A solid sphere of radius a rotates with angular velocity ω\hat{z} relative to an inertial frame K in which the sphere's center is at rest. In a frame K' located at the surface of the sphere, there is no electric field, and the magnetic field is a dipole field with M=M\hat{z} located at the center of the sphere.

First find the electric and magnetic fields as measured in the K frame and do not assume ωa<<c, then calculate the total charge inside the planet also in the K frame, this time assuming ωa<<c.

Homework Equations



(i) \textbf{B}=\frac{3 \hat{r} \left( \hat{r} \bullet \textbf{M} \right) - \textbf{M}} {a^{3}}

(ii) Q_{enc}=\frac{1}{4π}\int \textbf{E} \bullet \textbf{da}

Also the Lorentz transformation equations to go from E' to E and B' to B (don't want to type...):
http://en.wikipedia.org/wiki/Lorent...z_transformation_of_the_electromagnetic_field

The Attempt at a Solution



I got the transformed electric and magnetic fields, and I want to use (ii) to find the total charge using the electric field I get:

\textbf{E}=\frac{Mω} {ca^{2} \sqrt{1-\frac{ω^{2}a^{2}} {c^{2}}sin^{2} \left(θ \right)}} \left(sin^{2}θ \hat{r} - 2sinθcosθ \hat{θ} \right)

Stated goal: From the rotating-sphere problem above, copy the passage starting at "First find the" and ending at "time assuming ωa<<c.".

Given information:
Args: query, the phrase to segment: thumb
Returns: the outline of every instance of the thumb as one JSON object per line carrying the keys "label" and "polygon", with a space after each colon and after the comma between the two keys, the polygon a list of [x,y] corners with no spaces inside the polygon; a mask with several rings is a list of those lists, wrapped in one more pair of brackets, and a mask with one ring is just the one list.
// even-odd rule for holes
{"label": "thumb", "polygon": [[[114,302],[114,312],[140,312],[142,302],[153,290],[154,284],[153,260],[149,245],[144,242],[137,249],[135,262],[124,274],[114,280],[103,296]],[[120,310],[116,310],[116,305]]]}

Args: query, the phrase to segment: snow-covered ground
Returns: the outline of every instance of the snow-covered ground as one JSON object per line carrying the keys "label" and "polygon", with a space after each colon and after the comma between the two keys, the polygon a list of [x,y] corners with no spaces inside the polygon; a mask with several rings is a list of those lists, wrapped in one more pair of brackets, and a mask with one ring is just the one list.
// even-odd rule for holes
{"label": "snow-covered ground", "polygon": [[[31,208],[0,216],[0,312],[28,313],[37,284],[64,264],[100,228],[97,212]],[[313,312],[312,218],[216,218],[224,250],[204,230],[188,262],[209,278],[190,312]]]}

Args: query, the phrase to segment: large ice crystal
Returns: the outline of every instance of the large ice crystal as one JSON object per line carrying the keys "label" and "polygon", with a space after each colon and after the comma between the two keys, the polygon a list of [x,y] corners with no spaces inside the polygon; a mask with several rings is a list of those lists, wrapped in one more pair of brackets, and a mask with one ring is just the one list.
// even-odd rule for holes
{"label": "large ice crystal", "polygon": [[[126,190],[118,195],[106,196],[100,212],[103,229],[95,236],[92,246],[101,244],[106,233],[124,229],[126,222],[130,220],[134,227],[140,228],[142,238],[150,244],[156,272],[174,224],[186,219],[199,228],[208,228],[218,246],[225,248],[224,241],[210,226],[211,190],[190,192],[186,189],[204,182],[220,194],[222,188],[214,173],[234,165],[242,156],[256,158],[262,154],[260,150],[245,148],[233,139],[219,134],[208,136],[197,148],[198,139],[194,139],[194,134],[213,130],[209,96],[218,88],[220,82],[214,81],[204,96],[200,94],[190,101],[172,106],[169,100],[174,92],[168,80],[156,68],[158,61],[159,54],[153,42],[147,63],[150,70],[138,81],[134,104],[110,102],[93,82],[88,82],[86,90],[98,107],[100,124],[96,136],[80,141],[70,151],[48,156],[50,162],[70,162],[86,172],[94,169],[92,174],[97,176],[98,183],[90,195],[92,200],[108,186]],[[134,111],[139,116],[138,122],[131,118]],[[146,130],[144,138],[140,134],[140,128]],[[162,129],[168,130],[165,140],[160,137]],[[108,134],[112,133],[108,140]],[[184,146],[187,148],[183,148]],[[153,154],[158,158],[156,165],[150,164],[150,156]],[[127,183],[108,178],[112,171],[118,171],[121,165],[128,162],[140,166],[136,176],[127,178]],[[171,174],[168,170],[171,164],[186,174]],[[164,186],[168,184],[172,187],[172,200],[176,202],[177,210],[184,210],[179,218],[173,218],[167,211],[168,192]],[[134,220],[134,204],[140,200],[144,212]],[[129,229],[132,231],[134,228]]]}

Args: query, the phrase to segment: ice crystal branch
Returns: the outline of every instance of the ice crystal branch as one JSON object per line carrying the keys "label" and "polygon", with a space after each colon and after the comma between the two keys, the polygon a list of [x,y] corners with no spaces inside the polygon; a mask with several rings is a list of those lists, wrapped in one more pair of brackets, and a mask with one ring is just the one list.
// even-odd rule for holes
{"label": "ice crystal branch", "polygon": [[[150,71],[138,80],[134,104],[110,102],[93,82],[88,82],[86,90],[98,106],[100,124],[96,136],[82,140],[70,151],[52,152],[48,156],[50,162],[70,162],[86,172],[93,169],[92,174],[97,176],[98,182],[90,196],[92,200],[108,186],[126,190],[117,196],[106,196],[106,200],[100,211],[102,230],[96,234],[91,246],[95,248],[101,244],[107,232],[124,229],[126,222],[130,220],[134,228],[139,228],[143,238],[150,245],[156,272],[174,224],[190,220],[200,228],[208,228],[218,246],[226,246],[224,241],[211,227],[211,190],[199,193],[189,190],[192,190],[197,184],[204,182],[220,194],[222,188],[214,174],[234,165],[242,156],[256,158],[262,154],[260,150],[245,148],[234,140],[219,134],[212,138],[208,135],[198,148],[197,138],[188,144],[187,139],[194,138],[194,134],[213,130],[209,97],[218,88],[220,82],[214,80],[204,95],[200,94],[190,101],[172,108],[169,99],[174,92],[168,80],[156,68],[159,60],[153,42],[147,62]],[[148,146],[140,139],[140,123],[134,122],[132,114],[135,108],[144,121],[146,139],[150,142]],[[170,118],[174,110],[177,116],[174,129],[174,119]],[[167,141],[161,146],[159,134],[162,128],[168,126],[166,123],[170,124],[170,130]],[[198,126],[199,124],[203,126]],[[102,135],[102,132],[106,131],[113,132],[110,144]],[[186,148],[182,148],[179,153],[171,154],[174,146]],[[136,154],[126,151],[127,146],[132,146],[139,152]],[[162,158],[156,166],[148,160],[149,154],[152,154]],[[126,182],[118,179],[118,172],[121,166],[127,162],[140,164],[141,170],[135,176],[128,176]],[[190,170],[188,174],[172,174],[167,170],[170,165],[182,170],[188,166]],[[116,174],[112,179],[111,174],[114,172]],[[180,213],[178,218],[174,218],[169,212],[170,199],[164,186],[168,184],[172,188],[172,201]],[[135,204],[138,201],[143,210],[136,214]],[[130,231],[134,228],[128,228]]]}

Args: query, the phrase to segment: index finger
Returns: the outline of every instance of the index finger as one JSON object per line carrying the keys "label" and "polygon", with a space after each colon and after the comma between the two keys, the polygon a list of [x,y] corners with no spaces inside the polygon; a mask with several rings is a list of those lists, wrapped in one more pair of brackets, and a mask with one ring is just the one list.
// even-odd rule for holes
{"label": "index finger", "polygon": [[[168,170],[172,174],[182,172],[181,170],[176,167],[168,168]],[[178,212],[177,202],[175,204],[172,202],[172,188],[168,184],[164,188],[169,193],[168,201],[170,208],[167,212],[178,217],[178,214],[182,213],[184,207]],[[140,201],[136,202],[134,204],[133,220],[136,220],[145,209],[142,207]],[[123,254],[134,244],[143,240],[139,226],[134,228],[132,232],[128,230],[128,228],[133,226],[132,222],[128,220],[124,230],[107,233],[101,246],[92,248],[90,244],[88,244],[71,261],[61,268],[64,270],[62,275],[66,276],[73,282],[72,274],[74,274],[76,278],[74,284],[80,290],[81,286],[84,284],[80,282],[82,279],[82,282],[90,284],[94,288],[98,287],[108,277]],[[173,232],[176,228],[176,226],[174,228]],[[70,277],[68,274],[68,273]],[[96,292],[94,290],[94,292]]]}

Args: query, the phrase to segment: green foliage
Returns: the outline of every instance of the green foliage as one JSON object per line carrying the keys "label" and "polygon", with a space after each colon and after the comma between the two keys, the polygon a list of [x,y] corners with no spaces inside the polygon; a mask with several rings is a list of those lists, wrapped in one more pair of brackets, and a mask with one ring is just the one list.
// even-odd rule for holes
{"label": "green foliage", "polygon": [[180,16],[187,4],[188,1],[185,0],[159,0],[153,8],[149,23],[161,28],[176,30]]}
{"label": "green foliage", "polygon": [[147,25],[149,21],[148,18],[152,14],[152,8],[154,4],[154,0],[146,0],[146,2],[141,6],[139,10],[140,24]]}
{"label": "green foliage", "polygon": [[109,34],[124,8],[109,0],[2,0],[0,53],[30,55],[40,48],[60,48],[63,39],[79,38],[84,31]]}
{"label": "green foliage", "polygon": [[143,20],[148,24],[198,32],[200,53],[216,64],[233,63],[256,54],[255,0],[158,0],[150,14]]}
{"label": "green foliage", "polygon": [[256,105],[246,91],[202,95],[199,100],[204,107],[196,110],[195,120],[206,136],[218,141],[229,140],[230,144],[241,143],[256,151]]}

Solution for this problem:
First find the electric and magnetic fields as measured in the K frame and do not assume ωa<<c, then calculate the total charge inside the planet also in the K frame, this time assuming ωa<<c.